▶ _Goal_
Starting with the line containing "the red sogil" and going on through the last line of the records below, lay out each line as a row of a Markdown table with the columns Row and Line. Leave out blank lines.

# # # # #

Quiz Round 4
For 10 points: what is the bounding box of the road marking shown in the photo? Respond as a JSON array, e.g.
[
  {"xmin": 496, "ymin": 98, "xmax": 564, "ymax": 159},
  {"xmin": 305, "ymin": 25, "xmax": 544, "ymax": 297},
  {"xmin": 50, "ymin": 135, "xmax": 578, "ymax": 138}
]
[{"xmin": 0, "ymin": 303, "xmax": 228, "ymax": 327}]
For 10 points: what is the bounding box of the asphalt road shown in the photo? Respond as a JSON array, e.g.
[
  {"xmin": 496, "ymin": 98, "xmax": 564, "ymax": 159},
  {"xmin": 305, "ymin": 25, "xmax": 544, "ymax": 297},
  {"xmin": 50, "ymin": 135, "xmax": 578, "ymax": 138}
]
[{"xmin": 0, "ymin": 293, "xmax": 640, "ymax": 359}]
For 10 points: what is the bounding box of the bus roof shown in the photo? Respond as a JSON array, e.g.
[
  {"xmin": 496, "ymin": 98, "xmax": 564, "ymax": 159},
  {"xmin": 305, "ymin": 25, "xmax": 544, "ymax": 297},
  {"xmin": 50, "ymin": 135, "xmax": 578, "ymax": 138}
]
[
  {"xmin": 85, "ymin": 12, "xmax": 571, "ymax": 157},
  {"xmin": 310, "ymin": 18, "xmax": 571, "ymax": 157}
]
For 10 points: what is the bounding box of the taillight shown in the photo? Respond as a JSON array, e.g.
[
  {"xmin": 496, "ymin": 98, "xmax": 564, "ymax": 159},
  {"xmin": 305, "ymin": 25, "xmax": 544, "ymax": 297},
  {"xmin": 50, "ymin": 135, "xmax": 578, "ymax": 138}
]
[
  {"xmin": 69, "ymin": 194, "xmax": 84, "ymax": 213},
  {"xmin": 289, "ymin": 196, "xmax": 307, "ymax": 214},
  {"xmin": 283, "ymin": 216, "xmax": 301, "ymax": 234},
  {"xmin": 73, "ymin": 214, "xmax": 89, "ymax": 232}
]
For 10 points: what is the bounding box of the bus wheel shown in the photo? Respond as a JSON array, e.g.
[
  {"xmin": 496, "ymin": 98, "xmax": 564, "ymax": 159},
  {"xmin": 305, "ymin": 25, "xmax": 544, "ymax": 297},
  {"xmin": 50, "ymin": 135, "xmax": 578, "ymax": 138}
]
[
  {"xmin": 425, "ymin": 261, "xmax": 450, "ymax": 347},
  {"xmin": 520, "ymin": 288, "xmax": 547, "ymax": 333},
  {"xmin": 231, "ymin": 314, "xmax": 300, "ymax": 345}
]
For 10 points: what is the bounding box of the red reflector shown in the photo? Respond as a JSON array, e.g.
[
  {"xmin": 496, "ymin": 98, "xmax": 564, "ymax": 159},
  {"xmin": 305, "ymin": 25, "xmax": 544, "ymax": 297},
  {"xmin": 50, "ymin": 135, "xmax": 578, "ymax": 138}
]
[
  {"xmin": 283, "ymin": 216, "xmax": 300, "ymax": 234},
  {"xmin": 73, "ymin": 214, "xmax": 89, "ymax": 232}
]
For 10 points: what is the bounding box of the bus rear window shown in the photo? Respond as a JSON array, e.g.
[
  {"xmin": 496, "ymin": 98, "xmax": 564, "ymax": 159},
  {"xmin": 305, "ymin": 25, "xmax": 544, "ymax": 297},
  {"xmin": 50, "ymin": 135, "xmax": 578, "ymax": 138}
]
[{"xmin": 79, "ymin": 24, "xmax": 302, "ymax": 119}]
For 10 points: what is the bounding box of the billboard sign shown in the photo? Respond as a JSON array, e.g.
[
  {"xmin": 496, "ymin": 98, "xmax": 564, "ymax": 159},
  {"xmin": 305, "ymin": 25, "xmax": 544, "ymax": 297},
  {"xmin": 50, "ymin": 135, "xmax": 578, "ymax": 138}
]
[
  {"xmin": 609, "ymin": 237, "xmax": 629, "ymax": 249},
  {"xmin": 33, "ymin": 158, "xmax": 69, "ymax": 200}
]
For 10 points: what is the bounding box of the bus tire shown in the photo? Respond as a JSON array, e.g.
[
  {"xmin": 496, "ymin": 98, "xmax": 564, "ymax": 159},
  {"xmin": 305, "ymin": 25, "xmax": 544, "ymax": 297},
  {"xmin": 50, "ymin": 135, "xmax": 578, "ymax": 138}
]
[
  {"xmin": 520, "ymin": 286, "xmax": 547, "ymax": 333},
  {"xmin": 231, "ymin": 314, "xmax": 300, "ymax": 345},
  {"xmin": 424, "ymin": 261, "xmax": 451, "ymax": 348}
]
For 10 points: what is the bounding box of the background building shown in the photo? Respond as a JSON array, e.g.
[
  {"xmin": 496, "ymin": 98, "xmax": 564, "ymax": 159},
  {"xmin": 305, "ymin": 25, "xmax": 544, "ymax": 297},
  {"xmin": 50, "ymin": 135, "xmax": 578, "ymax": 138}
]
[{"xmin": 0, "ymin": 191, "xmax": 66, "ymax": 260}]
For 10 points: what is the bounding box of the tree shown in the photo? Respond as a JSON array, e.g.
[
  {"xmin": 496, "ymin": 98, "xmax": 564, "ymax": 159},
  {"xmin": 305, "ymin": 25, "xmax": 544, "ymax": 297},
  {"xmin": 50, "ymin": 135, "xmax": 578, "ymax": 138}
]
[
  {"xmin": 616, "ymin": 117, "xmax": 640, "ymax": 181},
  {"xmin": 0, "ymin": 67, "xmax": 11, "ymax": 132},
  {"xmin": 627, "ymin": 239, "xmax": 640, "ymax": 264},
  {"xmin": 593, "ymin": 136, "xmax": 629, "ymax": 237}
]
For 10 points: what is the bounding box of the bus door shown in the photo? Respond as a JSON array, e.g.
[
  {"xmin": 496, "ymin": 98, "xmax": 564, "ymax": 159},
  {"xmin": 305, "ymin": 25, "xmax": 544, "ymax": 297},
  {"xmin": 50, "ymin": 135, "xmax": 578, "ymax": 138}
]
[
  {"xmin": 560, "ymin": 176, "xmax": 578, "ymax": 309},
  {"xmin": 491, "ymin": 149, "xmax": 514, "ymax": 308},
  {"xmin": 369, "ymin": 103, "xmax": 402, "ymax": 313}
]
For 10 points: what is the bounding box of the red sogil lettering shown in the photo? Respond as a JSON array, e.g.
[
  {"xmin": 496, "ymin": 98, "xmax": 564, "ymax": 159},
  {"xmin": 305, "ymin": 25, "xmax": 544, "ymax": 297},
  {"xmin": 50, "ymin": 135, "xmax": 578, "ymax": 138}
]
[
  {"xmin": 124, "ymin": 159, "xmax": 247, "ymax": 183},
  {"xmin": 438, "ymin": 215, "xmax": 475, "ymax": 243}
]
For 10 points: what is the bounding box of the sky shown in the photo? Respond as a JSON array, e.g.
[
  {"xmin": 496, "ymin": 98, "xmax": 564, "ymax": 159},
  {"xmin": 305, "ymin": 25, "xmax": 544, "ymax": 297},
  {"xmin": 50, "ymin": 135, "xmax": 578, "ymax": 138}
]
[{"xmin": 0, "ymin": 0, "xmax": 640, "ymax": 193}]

# # # # #

▶ _Solution for this exercise_
| Row | Line |
|---|---|
| 1 | For 10 points: what is the bounding box of the red sogil lettering shown in the photo? Respond as a JSON array, e.g. |
| 2 | [ |
| 3 |   {"xmin": 496, "ymin": 98, "xmax": 564, "ymax": 159}, |
| 4 |   {"xmin": 305, "ymin": 25, "xmax": 544, "ymax": 297}, |
| 5 |   {"xmin": 50, "ymin": 135, "xmax": 578, "ymax": 138} |
| 6 | ] |
| 7 | [ |
| 8 |   {"xmin": 124, "ymin": 159, "xmax": 247, "ymax": 183}, |
| 9 |   {"xmin": 438, "ymin": 215, "xmax": 475, "ymax": 243} |
| 10 | ] |
| 11 | For 10 points: what is the bounding box of the sky shown in the photo? Respond as a JSON array, e.g. |
| 12 | [ |
| 13 |   {"xmin": 496, "ymin": 98, "xmax": 564, "ymax": 159}, |
| 14 |   {"xmin": 305, "ymin": 25, "xmax": 544, "ymax": 297}, |
| 15 |   {"xmin": 50, "ymin": 135, "xmax": 578, "ymax": 138} |
| 16 | ] |
| 17 | [{"xmin": 0, "ymin": 0, "xmax": 640, "ymax": 193}] |